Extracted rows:
╭──

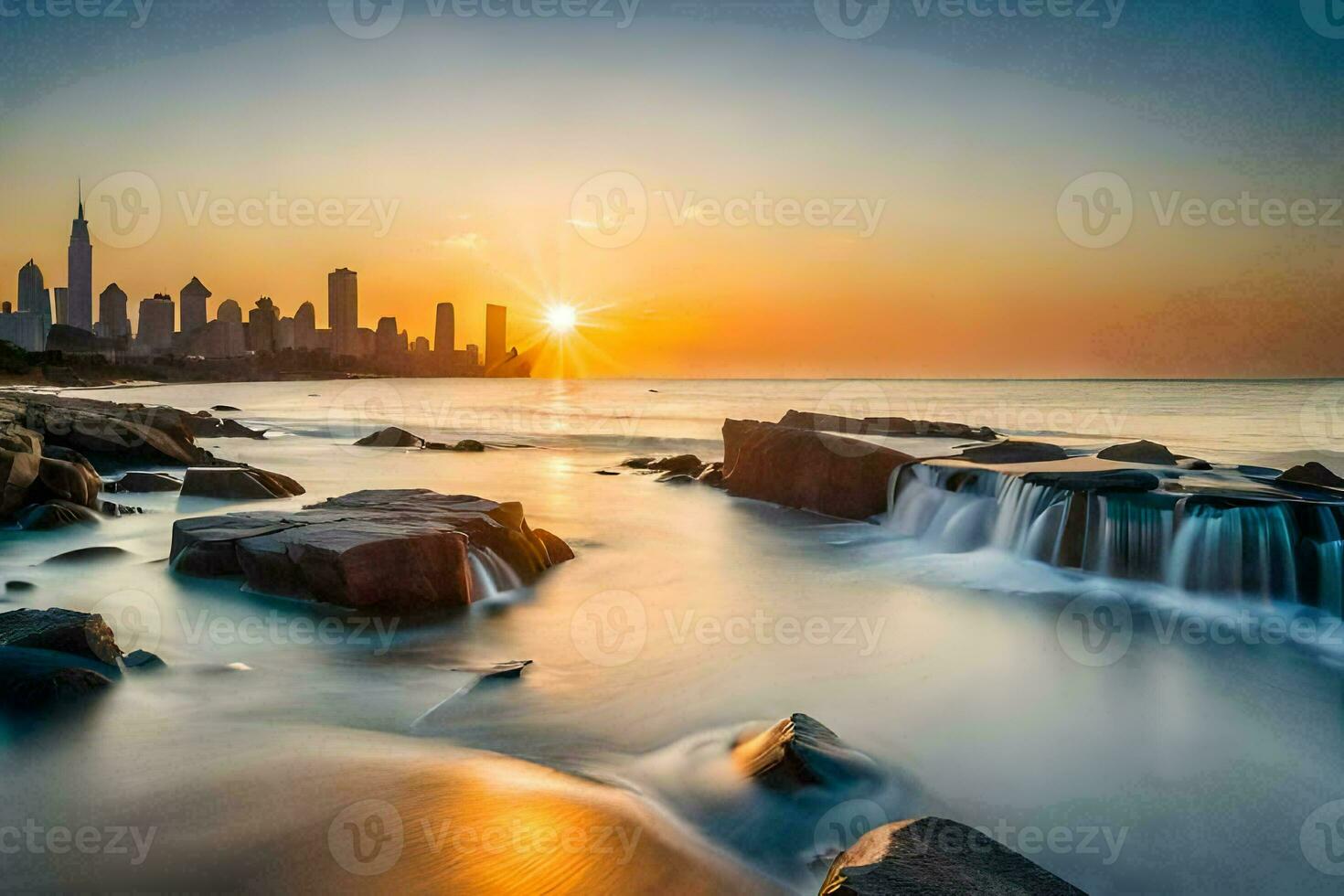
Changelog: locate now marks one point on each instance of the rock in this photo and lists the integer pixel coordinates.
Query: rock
(890, 426)
(35, 688)
(54, 515)
(712, 475)
(1015, 453)
(511, 669)
(400, 549)
(391, 437)
(683, 464)
(1098, 481)
(808, 469)
(798, 752)
(211, 427)
(137, 481)
(143, 661)
(937, 858)
(557, 549)
(80, 635)
(237, 483)
(1141, 452)
(89, 555)
(1312, 473)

╰──

» AIM OF THE EXERCISE
Please repeat every line of the rows above, request lines included, scaling each point coordinate in the answers by 1.5 and rounding to the nearest whole number, with halves going up. Leave the pictures out.

» CORRECT RESPONSE
Changelog: locate now marks one point on each instance of the rock in this photo and lists the integer pixel coordinates.
Query: rock
(1335, 639)
(53, 1032)
(81, 773)
(1068, 713)
(1523, 680)
(767, 1004)
(600, 824)
(587, 656)
(1025, 696)
(1647, 722)
(1212, 704)
(1197, 1128)
(317, 641)
(206, 722)
(215, 992)
(1406, 1287)
(836, 824)
(120, 953)
(356, 725)
(1712, 678)
(134, 833)
(1968, 710)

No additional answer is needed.